▸ **ACTION ITEM**
Every entry must be duplicated precisely as written.

Point-per-instance localization data
● ● ● ● ●

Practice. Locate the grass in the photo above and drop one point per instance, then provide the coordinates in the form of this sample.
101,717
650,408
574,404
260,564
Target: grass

● ● ● ● ●

▸ **REPLY TO THE EXERCISE**
Practice. Locate the grass in the photo above and drop one point per instance, then provide the coordinates in the form of this sample.
101,717
650,408
574,404
260,564
Target: grass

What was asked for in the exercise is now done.